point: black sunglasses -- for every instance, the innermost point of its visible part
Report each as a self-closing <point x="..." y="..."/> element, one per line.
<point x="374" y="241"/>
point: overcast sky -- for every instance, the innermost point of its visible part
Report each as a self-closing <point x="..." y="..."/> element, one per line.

------------------------

AIM: Copy the material above line for line, without any changes.

TASK OUTPUT:
point: black sunglasses -- for every instance, the innermost point of its visible part
Report each as a self-closing <point x="..." y="..."/> element, one per line.
<point x="374" y="241"/>
point: overcast sky -- for every instance, the innermost point of its visible part
Report each as a self-closing <point x="..." y="..."/> element, one per line.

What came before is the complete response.